==== PAGE EXCERPT ====
[llvm] r217371 - [AArch64] Improve AA to remove unneeded edges in the AA MI scheduling graph.

Tue Sep 30 15:36:38 PDT 2014

Andy,

Can you take a quick look at this? I think that what Sanjin says makes sense; do you agree? Is there a way to add an assert in case something goes wrong?

Sanjin, if nothing else, please add a comment in the code to this effect.

Thanks again,
Hal

----- Original Message -----
> From: "Sanjin Sijaric" <ssijaric at codeaurora.org>
> To: mcrosier at codeaurora.org
> Cc: "Hal Finkel" <hfinkel at anl.gov>, llvm-commits at cs.uiuc.edu, "Matt Arsenault" <arsenm2 at gmail.com>
> Sent: Monday, September 29, 2014 5:22:47 PM
> Subject: RE: [llvm] r217371 - [AArch64] Improve AA to remove unneeded edges in the	AA MI scheduling graph.
> 
> Hi Hal,
> 
> The original purpose of the function was for discarding trivial chain
> edges
> when constructing the dependence graph for scheduling.  If BaseReg is
> a
> physical register that gets modified, then we may have something
> like:
> 
> LD R1 = A(BaseReg, Offset1)               (1)
> 
> BaseReg = ....                                          (2)
> 
> ST R2, B(BaseReg, Offset2)                  (3)
> 
> Given the inputs (1) and (3) to areMemAccessesTriviallyDisjoint, it
> may be
> determined that there is no need for an edge between them.  There
> will be no
> dependence between (1) and (3), but there will be dependences between
> "(1)
> and (2)" and "(2) and (3)".  I think this should be enough to prevent
> any
> bad scheduling from happening.
====
TASK OBJECTIVE => From the LLVM mailing-list post, write out the passage starting at "Can you take" and ending at "to this effect." word for word. The records below come from a separate source.
==== DATA PROVIDED ====
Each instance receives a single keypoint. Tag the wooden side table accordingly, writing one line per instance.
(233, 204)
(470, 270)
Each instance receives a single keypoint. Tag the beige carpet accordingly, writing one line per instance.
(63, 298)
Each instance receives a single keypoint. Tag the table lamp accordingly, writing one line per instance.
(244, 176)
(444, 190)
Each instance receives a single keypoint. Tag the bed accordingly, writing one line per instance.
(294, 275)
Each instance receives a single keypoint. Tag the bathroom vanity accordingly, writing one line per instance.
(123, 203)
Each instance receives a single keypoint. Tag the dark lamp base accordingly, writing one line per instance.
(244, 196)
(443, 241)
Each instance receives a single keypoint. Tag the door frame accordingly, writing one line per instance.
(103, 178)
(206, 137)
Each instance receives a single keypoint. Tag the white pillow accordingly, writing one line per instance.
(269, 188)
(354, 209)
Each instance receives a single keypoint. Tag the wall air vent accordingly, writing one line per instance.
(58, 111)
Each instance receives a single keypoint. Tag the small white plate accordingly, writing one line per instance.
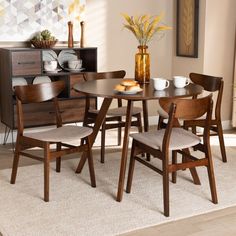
(129, 92)
(41, 79)
(52, 71)
(65, 56)
(49, 55)
(74, 70)
(18, 81)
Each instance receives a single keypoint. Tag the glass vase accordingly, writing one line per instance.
(70, 35)
(142, 65)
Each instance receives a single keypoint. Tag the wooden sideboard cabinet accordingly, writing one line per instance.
(27, 63)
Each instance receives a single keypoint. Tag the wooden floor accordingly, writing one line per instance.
(220, 223)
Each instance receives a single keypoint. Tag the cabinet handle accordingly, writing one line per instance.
(26, 63)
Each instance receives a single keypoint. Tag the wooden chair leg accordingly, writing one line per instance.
(119, 134)
(90, 163)
(166, 187)
(193, 171)
(46, 172)
(58, 159)
(221, 140)
(81, 163)
(15, 162)
(160, 121)
(194, 131)
(211, 177)
(131, 169)
(103, 142)
(174, 161)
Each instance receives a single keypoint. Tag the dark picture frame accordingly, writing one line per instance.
(187, 28)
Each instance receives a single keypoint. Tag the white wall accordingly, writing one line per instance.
(219, 47)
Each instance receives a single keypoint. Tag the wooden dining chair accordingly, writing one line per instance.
(61, 136)
(176, 139)
(210, 84)
(114, 115)
(215, 85)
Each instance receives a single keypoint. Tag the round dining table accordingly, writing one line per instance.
(105, 88)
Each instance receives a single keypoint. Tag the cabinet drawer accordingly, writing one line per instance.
(74, 79)
(26, 63)
(43, 113)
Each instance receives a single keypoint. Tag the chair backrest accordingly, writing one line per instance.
(210, 84)
(186, 109)
(104, 75)
(34, 93)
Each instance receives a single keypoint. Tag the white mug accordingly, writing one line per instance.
(160, 83)
(50, 65)
(75, 64)
(181, 81)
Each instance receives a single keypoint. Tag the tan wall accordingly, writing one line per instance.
(185, 65)
(217, 21)
(117, 46)
(219, 47)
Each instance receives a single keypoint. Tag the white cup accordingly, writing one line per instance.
(75, 64)
(50, 65)
(160, 83)
(181, 81)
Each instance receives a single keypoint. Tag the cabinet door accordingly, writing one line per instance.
(44, 114)
(26, 63)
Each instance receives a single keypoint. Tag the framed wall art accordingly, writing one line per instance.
(20, 19)
(187, 28)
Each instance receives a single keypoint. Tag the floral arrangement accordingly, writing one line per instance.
(144, 27)
(43, 39)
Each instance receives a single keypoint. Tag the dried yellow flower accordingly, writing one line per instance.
(144, 27)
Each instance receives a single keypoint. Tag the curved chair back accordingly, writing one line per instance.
(187, 109)
(211, 84)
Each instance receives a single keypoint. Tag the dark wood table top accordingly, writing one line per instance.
(105, 88)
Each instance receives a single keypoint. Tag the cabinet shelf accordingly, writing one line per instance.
(27, 63)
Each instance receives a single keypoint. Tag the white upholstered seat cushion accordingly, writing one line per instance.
(62, 134)
(179, 139)
(119, 111)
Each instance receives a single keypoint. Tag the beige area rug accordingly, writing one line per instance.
(77, 209)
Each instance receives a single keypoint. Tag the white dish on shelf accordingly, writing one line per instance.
(74, 70)
(41, 79)
(65, 56)
(49, 55)
(53, 71)
(129, 92)
(18, 81)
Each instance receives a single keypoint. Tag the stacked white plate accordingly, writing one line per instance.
(65, 56)
(18, 81)
(41, 79)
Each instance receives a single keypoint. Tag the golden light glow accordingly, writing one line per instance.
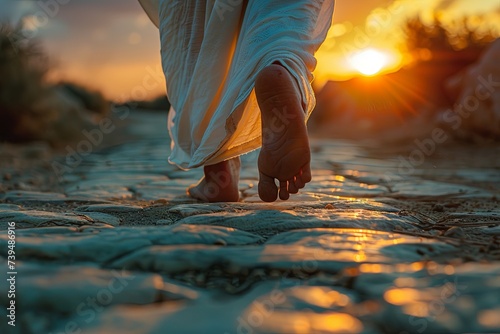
(369, 62)
(401, 296)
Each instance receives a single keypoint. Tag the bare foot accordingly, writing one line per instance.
(285, 153)
(220, 183)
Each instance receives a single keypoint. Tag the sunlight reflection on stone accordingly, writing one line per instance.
(401, 296)
(490, 318)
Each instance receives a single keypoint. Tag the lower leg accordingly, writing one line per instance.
(285, 154)
(220, 183)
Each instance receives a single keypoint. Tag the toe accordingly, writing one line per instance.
(268, 192)
(292, 186)
(306, 174)
(284, 195)
(299, 183)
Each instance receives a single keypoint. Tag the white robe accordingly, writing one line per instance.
====
RIGHT ANSWER =>
Can you take a quick look at this? I think that what Sanjin says makes sense; do you agree? Is there a way to add an assert in case something goes wrong?

Sanjin, if nothing else, please add a comment in the code to this effect.